Material for this task:
---

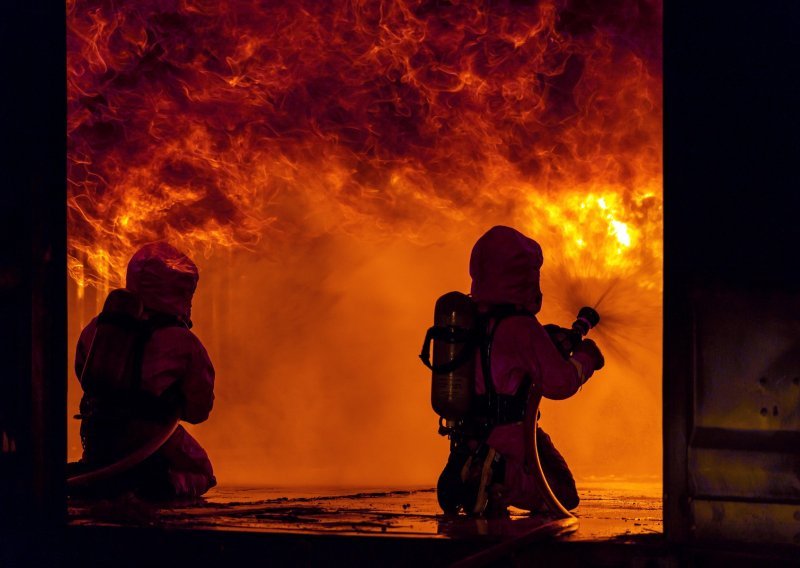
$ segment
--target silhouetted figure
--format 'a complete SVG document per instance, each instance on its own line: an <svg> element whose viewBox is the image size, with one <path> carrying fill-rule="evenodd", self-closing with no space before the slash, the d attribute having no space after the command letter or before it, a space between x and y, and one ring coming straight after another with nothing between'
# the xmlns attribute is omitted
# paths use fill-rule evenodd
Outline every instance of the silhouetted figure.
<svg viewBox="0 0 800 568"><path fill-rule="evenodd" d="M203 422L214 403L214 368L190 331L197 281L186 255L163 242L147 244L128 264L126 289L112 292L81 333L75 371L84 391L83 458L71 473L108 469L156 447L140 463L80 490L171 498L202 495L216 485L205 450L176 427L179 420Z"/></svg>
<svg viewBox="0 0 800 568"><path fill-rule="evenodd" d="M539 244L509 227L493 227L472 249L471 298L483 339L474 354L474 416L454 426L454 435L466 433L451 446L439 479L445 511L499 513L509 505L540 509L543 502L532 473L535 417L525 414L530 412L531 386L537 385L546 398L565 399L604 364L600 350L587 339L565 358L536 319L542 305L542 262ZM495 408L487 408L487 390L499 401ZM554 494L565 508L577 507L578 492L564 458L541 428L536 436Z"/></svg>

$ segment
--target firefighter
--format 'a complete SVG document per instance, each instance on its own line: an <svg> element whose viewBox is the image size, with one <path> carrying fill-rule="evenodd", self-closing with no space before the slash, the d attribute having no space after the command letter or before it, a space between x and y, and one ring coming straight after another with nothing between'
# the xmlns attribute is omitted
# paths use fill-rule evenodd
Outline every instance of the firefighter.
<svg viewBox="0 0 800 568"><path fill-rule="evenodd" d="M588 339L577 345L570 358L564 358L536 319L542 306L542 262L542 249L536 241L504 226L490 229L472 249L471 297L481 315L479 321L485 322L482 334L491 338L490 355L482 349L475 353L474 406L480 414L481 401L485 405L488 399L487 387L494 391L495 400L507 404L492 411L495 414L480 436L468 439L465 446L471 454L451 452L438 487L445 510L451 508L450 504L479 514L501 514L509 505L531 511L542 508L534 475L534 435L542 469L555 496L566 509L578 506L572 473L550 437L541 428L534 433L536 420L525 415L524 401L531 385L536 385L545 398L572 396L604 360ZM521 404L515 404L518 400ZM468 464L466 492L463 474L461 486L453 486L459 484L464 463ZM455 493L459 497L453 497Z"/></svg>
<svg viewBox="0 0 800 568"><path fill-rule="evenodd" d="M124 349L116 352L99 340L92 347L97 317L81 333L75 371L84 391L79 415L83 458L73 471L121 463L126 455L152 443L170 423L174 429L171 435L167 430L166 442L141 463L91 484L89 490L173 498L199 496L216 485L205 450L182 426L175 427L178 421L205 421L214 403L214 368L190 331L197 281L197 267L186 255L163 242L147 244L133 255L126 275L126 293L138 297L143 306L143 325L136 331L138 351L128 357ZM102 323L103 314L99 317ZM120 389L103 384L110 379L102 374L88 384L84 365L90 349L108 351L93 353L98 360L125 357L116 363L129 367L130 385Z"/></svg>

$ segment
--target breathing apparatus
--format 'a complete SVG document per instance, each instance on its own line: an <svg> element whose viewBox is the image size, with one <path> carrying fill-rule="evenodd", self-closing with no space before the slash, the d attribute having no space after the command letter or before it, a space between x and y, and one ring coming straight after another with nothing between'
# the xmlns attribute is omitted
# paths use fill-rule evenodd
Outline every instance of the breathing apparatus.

---

Task requirements:
Retype the full listing above precisely. Exclude each picture you find in it.

Exercise answer:
$ segment
--target silhouetted figure
--format 'a complete SVG document per instance, each instance on its own line: an <svg> element whose viewBox is the image size, with one <path> carrying fill-rule="evenodd", self-closing with no space before the slash, the d attribute having no space after the command letter or before it, a space between x and y, and one ring coming straight after another with nothing between'
# the xmlns attribute is omitted
# paths use fill-rule evenodd
Outline every instance of the silhouetted figure.
<svg viewBox="0 0 800 568"><path fill-rule="evenodd" d="M203 422L214 403L214 368L190 331L197 281L186 255L163 242L147 244L128 264L126 289L112 292L81 333L75 371L84 391L83 458L71 473L108 469L156 447L140 463L80 490L171 498L202 495L216 485L205 450L176 427L179 420Z"/></svg>
<svg viewBox="0 0 800 568"><path fill-rule="evenodd" d="M539 244L509 227L493 227L472 249L471 298L483 339L474 354L474 416L454 426L454 435L466 433L451 446L439 479L445 511L499 513L509 505L540 509L543 502L532 473L535 417L525 414L530 412L531 386L537 385L546 398L565 399L604 364L600 350L587 339L565 358L536 319L542 305L542 262ZM495 408L487 408L487 390L499 401ZM554 494L565 508L577 507L578 492L564 458L541 428L536 436Z"/></svg>

$ segment
--target firefighter
--format 'a complete SVG document per instance, each instance on its own line: an <svg> element whose viewBox is the image size, with one <path> carrying fill-rule="evenodd", self-closing with no space before the slash, the d attribute having no space after the command letter or before it, a space between x and y, and one ring coming straight after another with nothing between'
# the xmlns attribute is omitted
# paths use fill-rule evenodd
Outline every instance of the firefighter.
<svg viewBox="0 0 800 568"><path fill-rule="evenodd" d="M588 339L577 345L570 358L564 358L536 319L542 306L542 262L542 249L536 241L504 226L490 229L472 249L471 297L481 315L479 321L485 322L482 334L491 338L490 355L482 349L475 353L474 406L480 414L481 401L485 405L488 399L487 387L494 391L495 400L507 404L492 411L495 414L480 436L468 439L465 446L471 454L451 452L438 487L445 510L451 508L450 504L479 514L501 514L509 505L531 511L542 508L534 475L534 435L542 469L555 496L566 509L578 506L572 473L550 437L541 428L534 433L536 420L525 415L524 401L531 385L536 385L545 398L572 396L604 360ZM521 404L515 404L518 400ZM468 464L466 492L463 474L461 486L453 486L459 484L464 463ZM455 493L459 497L453 497Z"/></svg>
<svg viewBox="0 0 800 568"><path fill-rule="evenodd" d="M124 349L116 352L99 340L92 347L97 317L81 333L75 371L84 391L79 415L83 458L73 471L121 463L126 455L152 443L170 423L174 429L171 435L167 430L166 442L141 463L91 484L89 490L173 498L199 496L216 485L205 450L182 426L175 427L178 421L205 421L214 403L214 368L190 331L197 281L197 267L186 255L163 242L147 244L133 255L126 275L126 293L138 297L143 306L143 325L136 331L138 351L128 357ZM102 323L103 314L99 317ZM120 389L103 384L110 379L102 374L88 384L84 365L90 349L108 351L93 353L98 360L125 357L116 363L129 367L130 385Z"/></svg>

$ segment
--target breathing apparatus
--format 'a complete SVG document per instance, each instance on its own line: an <svg> element whose viewBox is the image size, with one <path> carrying fill-rule="evenodd", self-closing with no space before the slash, the d attribute having no space after the command letter or before it, a space between x and y, and one ring coming straight after another with nothing between'
# the xmlns attribute is omitted
# paths use fill-rule evenodd
Outline every instance of the breathing apparatus.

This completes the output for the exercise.